Set every line down exactly, from the one that has "Identify one point per instance of the green vegetated" through the final one, and keep the pictures out.

═════ Material to process ═════

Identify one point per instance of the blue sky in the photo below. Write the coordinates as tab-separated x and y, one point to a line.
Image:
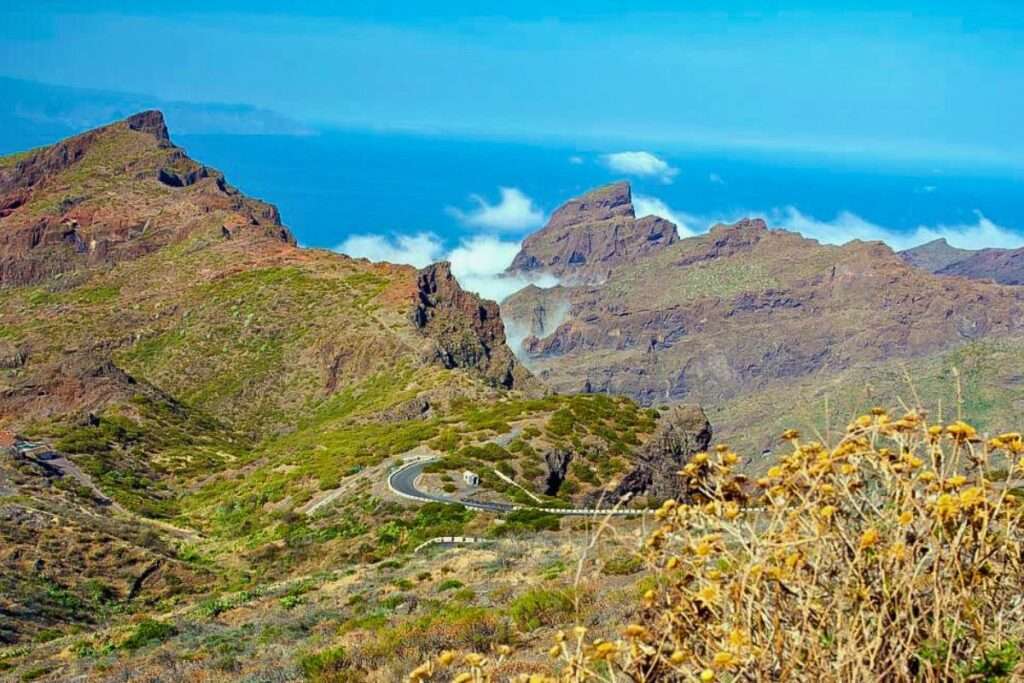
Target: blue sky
895	80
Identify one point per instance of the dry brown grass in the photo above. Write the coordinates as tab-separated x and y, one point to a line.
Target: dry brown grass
892	555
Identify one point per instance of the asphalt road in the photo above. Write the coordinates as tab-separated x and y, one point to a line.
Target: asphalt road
403	481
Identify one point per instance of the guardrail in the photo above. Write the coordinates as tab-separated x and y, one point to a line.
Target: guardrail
461	540
578	512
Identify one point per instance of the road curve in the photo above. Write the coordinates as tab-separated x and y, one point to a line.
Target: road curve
402	483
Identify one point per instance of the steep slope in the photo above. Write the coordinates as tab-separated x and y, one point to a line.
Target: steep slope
591	235
113	194
1000	265
159	330
745	309
935	255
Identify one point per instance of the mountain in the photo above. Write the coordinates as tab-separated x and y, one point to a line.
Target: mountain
190	403
935	255
37	113
739	318
1000	265
591	235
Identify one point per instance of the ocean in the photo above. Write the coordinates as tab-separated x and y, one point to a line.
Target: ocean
336	184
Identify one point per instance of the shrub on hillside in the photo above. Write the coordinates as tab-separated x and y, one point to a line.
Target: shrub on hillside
892	555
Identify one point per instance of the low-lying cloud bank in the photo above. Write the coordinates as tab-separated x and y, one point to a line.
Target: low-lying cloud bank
846	226
641	164
477	262
514	212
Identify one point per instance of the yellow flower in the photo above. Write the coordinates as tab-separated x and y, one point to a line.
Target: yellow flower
709	594
422	672
972	497
869	538
723	659
898	552
635	631
956	480
962	431
946	507
738	638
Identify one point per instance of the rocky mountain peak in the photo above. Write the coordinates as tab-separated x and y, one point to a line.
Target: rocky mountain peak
754	224
464	330
151	122
113	194
590	235
597	205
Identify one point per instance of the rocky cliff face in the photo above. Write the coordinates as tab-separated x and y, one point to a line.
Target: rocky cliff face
151	271
114	194
590	235
681	433
1000	265
735	317
465	330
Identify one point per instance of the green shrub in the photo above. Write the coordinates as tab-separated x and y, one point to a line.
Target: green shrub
541	607
329	665
148	632
449	585
623	565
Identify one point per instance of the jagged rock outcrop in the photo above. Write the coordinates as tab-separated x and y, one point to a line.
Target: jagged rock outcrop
465	330
113	194
590	235
741	309
999	265
557	462
681	433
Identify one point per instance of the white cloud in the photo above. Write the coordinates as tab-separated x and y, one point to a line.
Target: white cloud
651	206
419	250
515	211
642	164
478	262
847	225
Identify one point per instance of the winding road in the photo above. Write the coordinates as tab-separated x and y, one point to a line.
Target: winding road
402	483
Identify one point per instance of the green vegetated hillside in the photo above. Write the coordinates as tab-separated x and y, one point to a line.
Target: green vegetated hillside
226	407
216	412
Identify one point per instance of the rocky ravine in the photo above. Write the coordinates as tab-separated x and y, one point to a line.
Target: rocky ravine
744	308
590	236
137	247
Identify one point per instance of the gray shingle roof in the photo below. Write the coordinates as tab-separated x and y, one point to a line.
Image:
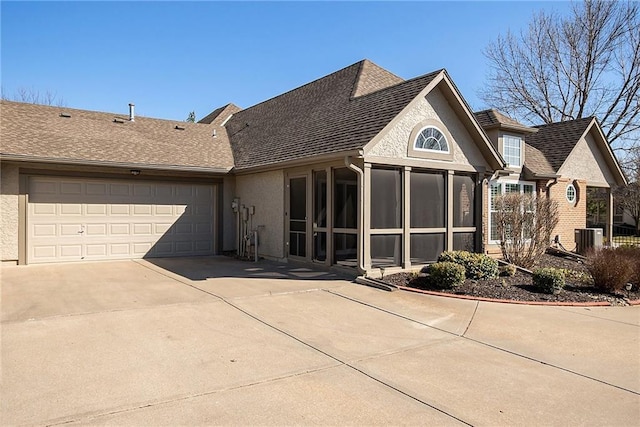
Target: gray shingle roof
40	132
321	117
556	140
536	163
492	118
219	115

═════

## Solution to this problem
Identify one point per instance of the green vegetated hillside in the photo above. Write the coordinates as tab-separated x and y, one point to a line.
Target: green vegetated hillside
226	407
216	412
Identify one point per instance of the rocky ravine in the photo above. Write the coordinates as tab-separated x and y, one point to a line.
Target: rocky ravine
744	308
590	236
137	247
Identify one point per instance of the gray shingle roof in the photo below. Write the coordinates as tab-separated x and y, one point to a line.
Image:
Target: gray shingle roof
40	132
321	117
556	140
536	163
492	118
219	115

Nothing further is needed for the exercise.